* _Work to complete_:
For each line of the data below that contains "path", return that line.
*** Supplied material Section Begins ***
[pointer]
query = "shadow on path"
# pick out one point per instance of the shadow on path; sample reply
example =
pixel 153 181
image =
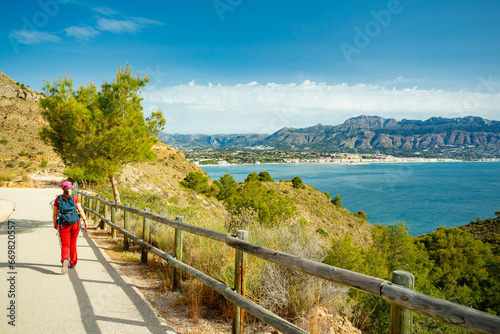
*** Supplied material Section Ends ***
* _Exercise response_:
query = "shadow on path"
# pick out one point per instance of the shadow on path; sample reply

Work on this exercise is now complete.